## WHAT YOU HAVE TO DO
Exactly as they appear, set down all the lines of the material.
────
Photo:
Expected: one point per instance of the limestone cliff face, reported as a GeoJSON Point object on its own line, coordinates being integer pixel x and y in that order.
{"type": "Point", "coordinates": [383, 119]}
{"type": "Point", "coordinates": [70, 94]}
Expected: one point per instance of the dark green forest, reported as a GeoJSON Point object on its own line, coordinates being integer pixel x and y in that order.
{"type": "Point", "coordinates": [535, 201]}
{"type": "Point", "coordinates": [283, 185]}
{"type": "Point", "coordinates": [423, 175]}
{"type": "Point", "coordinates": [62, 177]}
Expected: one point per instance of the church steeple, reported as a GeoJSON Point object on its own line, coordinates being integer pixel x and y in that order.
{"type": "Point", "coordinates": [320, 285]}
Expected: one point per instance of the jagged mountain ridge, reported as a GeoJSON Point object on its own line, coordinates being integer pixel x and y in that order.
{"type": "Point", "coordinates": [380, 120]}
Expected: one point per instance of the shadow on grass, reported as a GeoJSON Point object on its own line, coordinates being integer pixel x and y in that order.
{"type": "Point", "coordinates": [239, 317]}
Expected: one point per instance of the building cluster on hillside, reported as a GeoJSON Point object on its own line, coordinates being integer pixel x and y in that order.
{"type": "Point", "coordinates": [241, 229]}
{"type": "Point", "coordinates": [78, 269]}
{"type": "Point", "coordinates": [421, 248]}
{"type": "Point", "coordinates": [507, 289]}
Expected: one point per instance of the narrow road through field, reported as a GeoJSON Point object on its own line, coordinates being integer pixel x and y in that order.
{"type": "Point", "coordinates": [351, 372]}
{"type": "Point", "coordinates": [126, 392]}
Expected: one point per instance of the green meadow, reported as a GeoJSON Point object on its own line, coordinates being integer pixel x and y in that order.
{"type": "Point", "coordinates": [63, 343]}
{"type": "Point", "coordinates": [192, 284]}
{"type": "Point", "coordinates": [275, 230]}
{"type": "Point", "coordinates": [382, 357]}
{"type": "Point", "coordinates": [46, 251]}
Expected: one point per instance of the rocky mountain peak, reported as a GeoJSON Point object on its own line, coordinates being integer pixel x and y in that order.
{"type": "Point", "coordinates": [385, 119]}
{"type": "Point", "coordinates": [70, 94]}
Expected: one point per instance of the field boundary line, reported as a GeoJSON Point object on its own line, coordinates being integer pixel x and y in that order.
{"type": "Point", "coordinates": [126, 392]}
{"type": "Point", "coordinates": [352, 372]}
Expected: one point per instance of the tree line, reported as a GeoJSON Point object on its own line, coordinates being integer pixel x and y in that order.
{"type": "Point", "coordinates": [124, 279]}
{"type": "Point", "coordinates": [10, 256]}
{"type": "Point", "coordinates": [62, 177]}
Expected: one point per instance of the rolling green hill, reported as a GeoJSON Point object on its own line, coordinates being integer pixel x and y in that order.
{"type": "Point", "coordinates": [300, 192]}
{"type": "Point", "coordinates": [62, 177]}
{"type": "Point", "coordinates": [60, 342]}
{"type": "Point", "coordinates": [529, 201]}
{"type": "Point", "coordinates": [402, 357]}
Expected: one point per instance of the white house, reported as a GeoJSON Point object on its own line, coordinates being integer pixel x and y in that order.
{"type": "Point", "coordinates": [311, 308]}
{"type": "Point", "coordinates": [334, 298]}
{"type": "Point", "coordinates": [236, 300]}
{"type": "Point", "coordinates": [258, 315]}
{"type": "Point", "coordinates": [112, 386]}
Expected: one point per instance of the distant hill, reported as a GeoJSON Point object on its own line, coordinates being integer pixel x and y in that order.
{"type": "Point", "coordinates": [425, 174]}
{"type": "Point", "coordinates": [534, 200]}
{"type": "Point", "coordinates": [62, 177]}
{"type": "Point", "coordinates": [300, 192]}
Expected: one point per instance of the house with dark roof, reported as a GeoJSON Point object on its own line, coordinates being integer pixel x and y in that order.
────
## RESPONSE AREA
Photo:
Expected: one point per instance of the limestone cliff face, reported as a GeoJSON Point object on its own line, coordinates being integer pixel x and y in that order.
{"type": "Point", "coordinates": [383, 119]}
{"type": "Point", "coordinates": [70, 94]}
Expected: one point per instance of the dark green forest, reported as a GeoJSON Point object on its own line, coordinates being integer pixel x and y in that order.
{"type": "Point", "coordinates": [535, 201]}
{"type": "Point", "coordinates": [283, 185]}
{"type": "Point", "coordinates": [423, 175]}
{"type": "Point", "coordinates": [62, 177]}
Expected: one point per instance of the church steeple, reported as a GeoJSON Point object on its own line, coordinates being integer pixel x and y in that order.
{"type": "Point", "coordinates": [320, 285]}
Expected: one point per instance of the jagged mountain ridge, reported as a GeoJSON Point object on its own line, coordinates being integer pixel x and y in that order.
{"type": "Point", "coordinates": [380, 120]}
Expected: one point per instance of the shadow on grass, reported as a GeoJSON Point object on its own line, coordinates being integer pixel x and y in that order.
{"type": "Point", "coordinates": [239, 317]}
Expected: one point per instance of the building cluster on hillside, reported as a GeoJSON Point object on its own line, coordinates being integer pixel x and y in that order.
{"type": "Point", "coordinates": [241, 229]}
{"type": "Point", "coordinates": [78, 269]}
{"type": "Point", "coordinates": [421, 248]}
{"type": "Point", "coordinates": [507, 289]}
Expected: one point per instance of the narrow road through field, reported as a GeoJSON Point object on its own line, coordinates being integer pixel x and y in that order.
{"type": "Point", "coordinates": [351, 372]}
{"type": "Point", "coordinates": [126, 392]}
Expected: one point per instance of the green meadow, reported as a GeoJSON Point object on its own line, coordinates being integer pixel x and y in that order.
{"type": "Point", "coordinates": [63, 343]}
{"type": "Point", "coordinates": [192, 284]}
{"type": "Point", "coordinates": [275, 230]}
{"type": "Point", "coordinates": [382, 357]}
{"type": "Point", "coordinates": [46, 251]}
Expected: one point per instance of the rocky mountain peak, reported as a GeoJSON Point object on its own line, coordinates being integer pixel x and y in that order.
{"type": "Point", "coordinates": [385, 119]}
{"type": "Point", "coordinates": [70, 94]}
Expected: one point per instance of the field boundary line, reported as a GeoJSON Point object on its own line, coordinates being integer pixel x and y in that order.
{"type": "Point", "coordinates": [126, 392]}
{"type": "Point", "coordinates": [352, 372]}
Expected: one point per instance of the tree line, reported as a GeoJSON Point object on its own line, coordinates being integer pixel x and y in that order.
{"type": "Point", "coordinates": [124, 279]}
{"type": "Point", "coordinates": [10, 256]}
{"type": "Point", "coordinates": [62, 177]}
Expected: one point per instance of the rolling green hill, reported as a GeoJSON Point object on its own line, coordinates being integer pixel x and y in that order.
{"type": "Point", "coordinates": [300, 192]}
{"type": "Point", "coordinates": [62, 177]}
{"type": "Point", "coordinates": [60, 342]}
{"type": "Point", "coordinates": [529, 201]}
{"type": "Point", "coordinates": [402, 357]}
Expected: one point per instance of the white house, reported as a GeoJSON Point object on its own line, coordinates being integer pixel x and y in that order.
{"type": "Point", "coordinates": [311, 308]}
{"type": "Point", "coordinates": [334, 298]}
{"type": "Point", "coordinates": [236, 300]}
{"type": "Point", "coordinates": [258, 315]}
{"type": "Point", "coordinates": [112, 386]}
Expected: one point per instance of the distant hill, reported as a GeoJSON Point object on its own line, coordinates being integer pixel x and y in that order.
{"type": "Point", "coordinates": [425, 174]}
{"type": "Point", "coordinates": [534, 200]}
{"type": "Point", "coordinates": [62, 177]}
{"type": "Point", "coordinates": [300, 192]}
Expected: one point per instance of the house with dark roof, reported as a GeoJSON Point object on its own line, coordinates being integer pixel x and y in that order.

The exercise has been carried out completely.